:: MATERIAL

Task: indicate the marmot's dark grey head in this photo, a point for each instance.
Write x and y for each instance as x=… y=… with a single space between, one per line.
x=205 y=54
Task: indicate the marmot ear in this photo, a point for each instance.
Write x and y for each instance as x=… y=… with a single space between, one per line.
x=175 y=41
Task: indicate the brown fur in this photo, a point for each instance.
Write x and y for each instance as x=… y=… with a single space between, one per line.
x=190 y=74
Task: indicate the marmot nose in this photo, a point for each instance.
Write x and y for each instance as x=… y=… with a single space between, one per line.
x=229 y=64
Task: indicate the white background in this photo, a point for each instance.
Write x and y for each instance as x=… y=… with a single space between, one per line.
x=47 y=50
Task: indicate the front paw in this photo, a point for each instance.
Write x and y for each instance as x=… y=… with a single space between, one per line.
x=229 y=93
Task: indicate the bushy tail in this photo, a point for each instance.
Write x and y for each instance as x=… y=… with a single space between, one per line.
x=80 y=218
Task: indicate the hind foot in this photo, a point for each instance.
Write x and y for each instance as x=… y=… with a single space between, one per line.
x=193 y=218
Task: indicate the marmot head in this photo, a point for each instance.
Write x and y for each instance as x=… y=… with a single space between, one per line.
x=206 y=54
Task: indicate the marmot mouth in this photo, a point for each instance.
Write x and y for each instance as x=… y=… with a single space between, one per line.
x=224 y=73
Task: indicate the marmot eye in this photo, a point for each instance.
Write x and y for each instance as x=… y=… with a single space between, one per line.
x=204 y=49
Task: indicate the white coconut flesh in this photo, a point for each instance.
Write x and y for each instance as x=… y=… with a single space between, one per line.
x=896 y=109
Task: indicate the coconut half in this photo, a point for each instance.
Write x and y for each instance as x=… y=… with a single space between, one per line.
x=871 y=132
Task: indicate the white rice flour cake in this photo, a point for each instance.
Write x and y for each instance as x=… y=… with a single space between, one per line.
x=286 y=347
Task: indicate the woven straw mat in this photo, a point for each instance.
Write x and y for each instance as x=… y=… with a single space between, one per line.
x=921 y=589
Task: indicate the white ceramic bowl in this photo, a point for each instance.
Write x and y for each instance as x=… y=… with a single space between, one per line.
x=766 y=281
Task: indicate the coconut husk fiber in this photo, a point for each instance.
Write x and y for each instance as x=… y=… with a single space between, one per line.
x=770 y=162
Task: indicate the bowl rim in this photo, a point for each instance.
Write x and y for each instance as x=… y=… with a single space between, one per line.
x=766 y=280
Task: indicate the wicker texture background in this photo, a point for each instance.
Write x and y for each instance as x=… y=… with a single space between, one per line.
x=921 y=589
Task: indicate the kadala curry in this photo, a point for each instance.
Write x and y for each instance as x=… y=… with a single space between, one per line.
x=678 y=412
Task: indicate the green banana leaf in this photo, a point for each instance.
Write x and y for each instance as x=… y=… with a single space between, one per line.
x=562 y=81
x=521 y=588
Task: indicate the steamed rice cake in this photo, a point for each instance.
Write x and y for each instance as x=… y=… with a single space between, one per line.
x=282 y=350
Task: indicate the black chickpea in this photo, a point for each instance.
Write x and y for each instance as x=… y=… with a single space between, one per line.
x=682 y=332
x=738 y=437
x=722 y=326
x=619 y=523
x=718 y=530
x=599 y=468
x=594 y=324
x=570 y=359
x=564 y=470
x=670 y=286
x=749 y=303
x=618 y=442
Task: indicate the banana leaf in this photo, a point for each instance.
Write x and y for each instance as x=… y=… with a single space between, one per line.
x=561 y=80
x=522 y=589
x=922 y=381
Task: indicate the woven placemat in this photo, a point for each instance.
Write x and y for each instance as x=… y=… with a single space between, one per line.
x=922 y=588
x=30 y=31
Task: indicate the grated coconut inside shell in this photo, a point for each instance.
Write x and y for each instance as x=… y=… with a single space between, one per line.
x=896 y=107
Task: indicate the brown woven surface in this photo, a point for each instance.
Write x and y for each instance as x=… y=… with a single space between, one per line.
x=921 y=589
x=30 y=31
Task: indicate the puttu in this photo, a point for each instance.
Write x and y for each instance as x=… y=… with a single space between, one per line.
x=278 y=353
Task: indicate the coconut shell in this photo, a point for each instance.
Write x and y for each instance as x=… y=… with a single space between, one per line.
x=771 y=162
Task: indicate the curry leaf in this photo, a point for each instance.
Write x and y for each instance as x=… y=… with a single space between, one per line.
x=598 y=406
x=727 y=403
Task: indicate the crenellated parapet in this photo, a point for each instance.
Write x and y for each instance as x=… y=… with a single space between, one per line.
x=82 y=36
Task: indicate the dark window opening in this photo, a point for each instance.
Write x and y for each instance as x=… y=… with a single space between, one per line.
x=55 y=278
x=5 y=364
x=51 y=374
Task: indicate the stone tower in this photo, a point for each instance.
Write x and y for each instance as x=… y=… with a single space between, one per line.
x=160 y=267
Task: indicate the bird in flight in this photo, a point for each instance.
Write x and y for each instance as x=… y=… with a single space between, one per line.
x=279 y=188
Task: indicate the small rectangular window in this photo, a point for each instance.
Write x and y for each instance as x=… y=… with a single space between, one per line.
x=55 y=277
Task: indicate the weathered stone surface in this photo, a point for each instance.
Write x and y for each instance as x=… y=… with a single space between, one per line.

::::

Please rewrite all of the data above as a numbered list, one line per item, leaving out any blank lines.

1. Task: indicate the marmot's dark grey head in this photo, a point for each instance.
2. Write x and y for each instance as x=… y=… with a single space between, one per line.
3. x=205 y=54
4. Task: indicate the marmot ear in this photo, a point for each instance.
5. Write x and y for each instance as x=… y=… with a single space between, one per line.
6. x=175 y=41
7. Task: indicate the brown fur in this photo, a point for each instance.
8. Write x and y for each instance as x=… y=… with a single space between, one per line.
9. x=190 y=74
10. Task: indicate the marmot nose in this photo, a point for each instance.
11. Write x and y for each instance as x=… y=… with a single space between, one per line.
12. x=229 y=64
13. Task: indicate the white background in this photo, a point for each instance.
14. Write x and y for each instance as x=… y=… with a single space between, one per line.
15. x=47 y=50
16. Task: indicate the front paw in this photo, a point for each instance.
17. Write x and y for each instance as x=… y=… with a single space between, one per line.
18. x=229 y=93
19. Task: indicate the bushy tail in this photo, a point for each instance.
20. Write x and y for each instance as x=… y=… with a single space between, one per line.
21. x=80 y=218
22. Task: indicate the hind foot in this photo, a point for each instance.
23. Write x and y for each instance as x=… y=… with a single space between, one per line.
24. x=193 y=218
25. Task: indicate the marmot head in this photo, a point for each instance.
26. Write x and y for each instance as x=… y=… with a single space between, one per line.
27. x=206 y=54
28. Task: indicate the marmot mouth in this photo, a point for each instance.
29. Write x and y for each instance as x=… y=… with a single space between, one per line.
30. x=224 y=73
31. Task: indicate the marmot eye in this photo, a point for each instance.
32. Write x and y for each instance as x=… y=… with a single space between, one per line.
33. x=204 y=49
34. Task: indicate the white coconut flesh in this photo, a point for each instance.
35. Write x and y for each instance as x=… y=… with a single space between, one per line.
36. x=896 y=109
37. Task: indicate the coconut half in this photo, a point for each instance.
38. Write x and y for each instance as x=… y=… with a single space between, one per line.
39. x=871 y=132
40. Task: indicate the white rice flour cake in this photo, a point for each instance.
41. Write x and y for each instance as x=… y=… with a single space between, one per line.
42. x=286 y=347
43. Task: indicate the woven straw mat in this photo, a point for each instance.
44. Write x and y for each instance as x=… y=… with a single space between, one per line.
45. x=921 y=589
46. Task: indicate the white ceramic bowl in this photo, a point for each instance.
47. Write x and y for each instance as x=… y=… with a single space between, one per line.
48. x=766 y=281
49. Task: indicate the coconut husk fiber in this photo, a point for each instance.
50. Write x and y for each instance as x=… y=… with a single space between, one per line.
51. x=770 y=162
52. Task: indicate the bowl rim in this photo, a point for each instance.
53. Write x and y for each instance as x=… y=… with a single space between, one per line.
54. x=766 y=280
55. Task: indicate the wicker texture background in this photo, a point for each instance.
56. Write x and y for each instance as x=… y=… with a single space between, one per line.
57. x=921 y=589
58. Task: indicate the kadala curry in this photo, a point for each instance.
59. Write x and y for each instance as x=… y=… with a single space between, one per line.
60. x=678 y=412
61. Task: indicate the green banana leaf in this photo, a point for each instance.
62. Write x and y for each instance as x=… y=… with a single space between, one per line.
63. x=562 y=81
64. x=521 y=588
65. Task: indicate the steamed rice cake in this photo, a point for each instance.
66. Write x and y for each instance as x=… y=… with a single space between, one per line.
67. x=282 y=350
68. Task: indicate the black chickpea in this photo, a point for each instance.
69. Write x and y for each instance as x=… y=… with a single space between, one per line.
70. x=682 y=332
71. x=738 y=437
72. x=722 y=326
73. x=619 y=523
74. x=718 y=530
75. x=599 y=468
76. x=594 y=324
77. x=570 y=359
78. x=564 y=470
79. x=670 y=286
80. x=749 y=303
81. x=618 y=442
82. Task: indicate the banana leaf in this photo, a point for each instance.
83. Write x and y for each instance as x=… y=… with a single space between, one per line.
84. x=561 y=80
85. x=522 y=589
86. x=922 y=381
87. Task: indicate the woven placemat in this photo, a point for each instance.
88. Write x and y for each instance as x=… y=… with a single space between, one per line.
89. x=922 y=588
90. x=30 y=31
91. Task: indicate the grated coconut inside shell in this photo, a point for each instance.
92. Write x and y for each instance as x=… y=… with a single space between, one per line.
93. x=896 y=107
94. Task: indicate the brown woven surface in this photo, a point for each instance.
95. Write x and y for each instance as x=… y=… with a single space between, one per line.
96. x=921 y=589
97. x=30 y=31
98. Task: indicate the puttu in this photo, a point for each instance.
99. Write x and y for each instance as x=… y=… with a single space between, one per line.
100. x=278 y=353
101. Task: indicate the coconut shell in this photo, a point for each instance.
102. Write x and y for each instance as x=… y=… with a single space between, one per line.
103. x=771 y=162
104. Task: indicate the curry leaf in this photo, a point for each instance.
105. Write x and y for each instance as x=… y=… with a single space between, one per line.
106. x=598 y=406
107. x=727 y=403
108. Task: indicate the crenellated parapet in this photo, a point for each instance.
109. Write x and y for each instance as x=… y=… with a single space between, one per line.
110. x=82 y=36
111. Task: indicate the dark window opening in this photo, a point for each instance.
112. Write x and y for each instance as x=… y=… with a single space between, one per line.
113. x=55 y=278
114. x=5 y=364
115. x=51 y=374
116. Task: indicate the stone tower in this photo, a point for each instance.
117. Write x and y for each instance as x=… y=… with a single space between, one per line.
118. x=160 y=267
119. Task: indicate the bird in flight in this photo, a point for each instance.
120. Write x and y for each instance as x=… y=… with a single space between, one per line.
121. x=279 y=188
122. Task: indicate the small rectangular window in this photo, a point for each instance.
123. Write x and y for each instance as x=… y=… with a single space between, one per line.
124. x=55 y=277
125. Task: indicate the weathered stone surface in this photo, a point for each instance.
126. Write x and y for each instance as x=… y=… with a single space between, one per line.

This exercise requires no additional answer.